─── RECORDS ───

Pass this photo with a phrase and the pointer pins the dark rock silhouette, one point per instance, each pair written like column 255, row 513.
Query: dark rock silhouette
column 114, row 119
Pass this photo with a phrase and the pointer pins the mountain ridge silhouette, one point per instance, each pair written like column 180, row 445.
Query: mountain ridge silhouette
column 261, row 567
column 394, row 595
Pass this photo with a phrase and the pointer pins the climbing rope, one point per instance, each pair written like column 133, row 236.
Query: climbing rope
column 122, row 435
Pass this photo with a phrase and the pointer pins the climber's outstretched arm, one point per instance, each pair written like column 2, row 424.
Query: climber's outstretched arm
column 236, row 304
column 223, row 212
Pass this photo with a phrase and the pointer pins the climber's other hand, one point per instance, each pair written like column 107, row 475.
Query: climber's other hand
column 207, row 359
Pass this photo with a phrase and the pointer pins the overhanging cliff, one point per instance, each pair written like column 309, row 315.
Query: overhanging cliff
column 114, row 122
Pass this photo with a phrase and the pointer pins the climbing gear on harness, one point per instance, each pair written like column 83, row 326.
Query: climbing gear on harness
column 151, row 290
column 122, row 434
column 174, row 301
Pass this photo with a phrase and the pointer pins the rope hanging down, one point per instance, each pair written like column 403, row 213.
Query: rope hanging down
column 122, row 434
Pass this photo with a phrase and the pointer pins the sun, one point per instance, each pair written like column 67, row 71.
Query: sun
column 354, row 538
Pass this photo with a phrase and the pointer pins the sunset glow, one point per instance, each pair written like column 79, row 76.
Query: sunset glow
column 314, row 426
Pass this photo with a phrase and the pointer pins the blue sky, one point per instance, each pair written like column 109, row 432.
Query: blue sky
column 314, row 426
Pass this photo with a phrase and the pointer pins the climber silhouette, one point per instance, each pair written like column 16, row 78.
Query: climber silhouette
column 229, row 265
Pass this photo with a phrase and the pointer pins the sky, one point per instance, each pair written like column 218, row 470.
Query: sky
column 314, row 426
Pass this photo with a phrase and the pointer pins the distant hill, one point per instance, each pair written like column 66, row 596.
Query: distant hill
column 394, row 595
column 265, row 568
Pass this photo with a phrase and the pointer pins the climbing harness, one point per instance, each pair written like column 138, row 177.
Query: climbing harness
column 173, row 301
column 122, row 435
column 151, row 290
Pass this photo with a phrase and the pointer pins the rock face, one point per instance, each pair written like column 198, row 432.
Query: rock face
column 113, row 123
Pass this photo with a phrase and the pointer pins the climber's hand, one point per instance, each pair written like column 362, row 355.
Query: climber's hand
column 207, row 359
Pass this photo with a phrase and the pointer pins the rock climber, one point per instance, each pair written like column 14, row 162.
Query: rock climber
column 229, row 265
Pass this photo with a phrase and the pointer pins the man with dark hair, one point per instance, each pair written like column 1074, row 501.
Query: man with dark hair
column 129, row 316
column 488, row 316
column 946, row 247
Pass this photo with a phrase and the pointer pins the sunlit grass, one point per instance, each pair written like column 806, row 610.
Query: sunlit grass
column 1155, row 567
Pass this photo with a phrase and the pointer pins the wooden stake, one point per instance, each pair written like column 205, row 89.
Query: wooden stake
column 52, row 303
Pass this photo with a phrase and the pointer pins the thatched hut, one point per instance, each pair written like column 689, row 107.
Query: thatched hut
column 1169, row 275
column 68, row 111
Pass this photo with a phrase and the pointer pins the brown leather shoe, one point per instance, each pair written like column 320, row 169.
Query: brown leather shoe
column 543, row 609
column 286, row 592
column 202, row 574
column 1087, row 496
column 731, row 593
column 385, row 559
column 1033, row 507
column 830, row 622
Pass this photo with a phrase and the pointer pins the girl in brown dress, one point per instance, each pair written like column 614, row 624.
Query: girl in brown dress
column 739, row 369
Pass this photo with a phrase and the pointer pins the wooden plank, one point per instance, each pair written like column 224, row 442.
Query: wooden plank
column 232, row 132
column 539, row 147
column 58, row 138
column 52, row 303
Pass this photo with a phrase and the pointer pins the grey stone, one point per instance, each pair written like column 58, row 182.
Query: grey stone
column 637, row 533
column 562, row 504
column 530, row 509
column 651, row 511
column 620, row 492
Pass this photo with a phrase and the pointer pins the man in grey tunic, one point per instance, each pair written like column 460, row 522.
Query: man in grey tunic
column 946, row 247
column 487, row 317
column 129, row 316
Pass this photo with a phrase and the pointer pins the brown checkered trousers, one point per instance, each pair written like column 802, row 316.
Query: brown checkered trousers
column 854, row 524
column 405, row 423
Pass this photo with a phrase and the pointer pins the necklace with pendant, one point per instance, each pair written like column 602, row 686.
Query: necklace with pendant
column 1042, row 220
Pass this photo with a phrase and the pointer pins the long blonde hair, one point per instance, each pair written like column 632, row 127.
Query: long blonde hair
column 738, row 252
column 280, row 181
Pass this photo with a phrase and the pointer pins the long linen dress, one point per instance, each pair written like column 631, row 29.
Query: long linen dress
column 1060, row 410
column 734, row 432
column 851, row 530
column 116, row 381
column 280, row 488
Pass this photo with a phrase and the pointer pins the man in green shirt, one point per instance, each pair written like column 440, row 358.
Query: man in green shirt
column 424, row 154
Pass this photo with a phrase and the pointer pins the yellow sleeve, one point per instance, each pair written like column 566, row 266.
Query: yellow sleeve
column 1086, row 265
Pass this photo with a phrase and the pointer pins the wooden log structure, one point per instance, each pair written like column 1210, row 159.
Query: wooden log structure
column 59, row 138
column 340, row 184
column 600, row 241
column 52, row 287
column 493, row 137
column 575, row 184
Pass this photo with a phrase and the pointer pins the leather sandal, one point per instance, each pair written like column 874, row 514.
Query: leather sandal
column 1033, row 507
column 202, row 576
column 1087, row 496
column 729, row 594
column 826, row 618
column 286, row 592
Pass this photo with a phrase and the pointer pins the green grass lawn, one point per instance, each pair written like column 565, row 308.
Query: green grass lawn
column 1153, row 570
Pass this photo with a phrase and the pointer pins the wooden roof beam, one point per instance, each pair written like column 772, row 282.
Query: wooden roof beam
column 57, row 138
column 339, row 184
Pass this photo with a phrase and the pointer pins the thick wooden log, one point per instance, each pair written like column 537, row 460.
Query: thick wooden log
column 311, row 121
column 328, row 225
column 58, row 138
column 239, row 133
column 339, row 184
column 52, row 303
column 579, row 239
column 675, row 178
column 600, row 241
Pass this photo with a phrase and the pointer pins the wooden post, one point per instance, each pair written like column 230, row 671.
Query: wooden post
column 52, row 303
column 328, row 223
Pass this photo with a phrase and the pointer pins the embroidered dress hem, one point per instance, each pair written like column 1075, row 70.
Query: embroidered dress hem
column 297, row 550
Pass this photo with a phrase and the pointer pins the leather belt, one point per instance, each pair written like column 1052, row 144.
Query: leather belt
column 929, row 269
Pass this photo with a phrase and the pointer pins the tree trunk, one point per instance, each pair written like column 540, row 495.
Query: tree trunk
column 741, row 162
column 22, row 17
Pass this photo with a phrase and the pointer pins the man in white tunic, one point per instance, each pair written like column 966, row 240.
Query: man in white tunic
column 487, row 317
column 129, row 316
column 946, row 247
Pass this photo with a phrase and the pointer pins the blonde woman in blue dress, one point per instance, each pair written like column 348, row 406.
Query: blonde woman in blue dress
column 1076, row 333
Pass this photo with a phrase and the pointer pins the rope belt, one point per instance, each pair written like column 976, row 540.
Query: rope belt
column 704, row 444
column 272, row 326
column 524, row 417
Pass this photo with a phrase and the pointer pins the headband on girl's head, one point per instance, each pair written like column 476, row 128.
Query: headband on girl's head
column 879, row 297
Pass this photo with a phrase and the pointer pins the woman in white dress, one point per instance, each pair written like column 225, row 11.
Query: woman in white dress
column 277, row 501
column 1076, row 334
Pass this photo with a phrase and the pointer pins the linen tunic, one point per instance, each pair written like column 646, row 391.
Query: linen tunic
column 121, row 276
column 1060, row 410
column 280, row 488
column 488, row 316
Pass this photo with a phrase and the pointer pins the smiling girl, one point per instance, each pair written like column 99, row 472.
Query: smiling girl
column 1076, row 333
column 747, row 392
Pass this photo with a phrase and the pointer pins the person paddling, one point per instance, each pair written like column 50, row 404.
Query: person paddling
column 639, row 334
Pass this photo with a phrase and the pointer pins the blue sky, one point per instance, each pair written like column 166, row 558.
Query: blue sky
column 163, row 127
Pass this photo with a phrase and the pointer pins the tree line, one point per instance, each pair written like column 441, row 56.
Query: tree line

───

◆ **ASSIGNED TASK**
Begin at the line above that has "Query: thatched hut" and stop after the line that has "440, row 358.", copying each line exactly and adding nothing else.

◆ **ANSWER TO THE EXERCISE**
Query: thatched hut
column 1169, row 275
column 68, row 111
Pass this photo with a phrase and the pointer pins the brown leather shoe, one point per instance, each pair written like column 320, row 169.
Query: brown leather shoe
column 543, row 609
column 286, row 592
column 202, row 574
column 1087, row 496
column 731, row 593
column 385, row 559
column 1033, row 507
column 830, row 622
Pass this photo with a phrase and the pointer pins the girl in brown dress, one point per instance, each pair written like column 614, row 624.
Query: girl in brown dress
column 739, row 369
Pass this photo with a phrase and the pointer pins the wooden plank, one point per instance, each pair written like column 224, row 442.
Query: wooden plank
column 232, row 132
column 539, row 147
column 58, row 138
column 52, row 303
Pass this photo with a phrase and the pointer pins the grey stone, one point per instance, each pair written like column 58, row 182.
Query: grey stone
column 637, row 533
column 562, row 504
column 530, row 509
column 651, row 511
column 620, row 492
Pass this photo with a phrase and the pointer pins the man in grey tunic, one point per instance, each pair written like column 460, row 522.
Query: man in grey tunic
column 946, row 247
column 487, row 317
column 129, row 316
Pass this photo with a phrase and the pointer pins the brown checkered trousers, one point per instance, each pair written like column 802, row 316.
Query: brown checkered trousers
column 854, row 524
column 405, row 423
Pass this photo with a phrase and the pointer pins the necklace with pendant, one point per instance, each pair written like column 602, row 686.
Query: necklace with pendant
column 1042, row 220
Pass this photo with a phrase and the pointer pins the long blonde hair, one point per instance, each pair written like column 632, row 127.
Query: long blonde hair
column 738, row 252
column 280, row 181
Pass this photo with a phrase and the pointer pins the long linen dress, one point per instance, each pair written like column 631, row 29.
Query: long linen dress
column 1060, row 410
column 734, row 432
column 851, row 530
column 116, row 381
column 280, row 488
Pass this photo with a phrase and the pointer pins the man in green shirt, one point per instance, each pair written like column 440, row 358.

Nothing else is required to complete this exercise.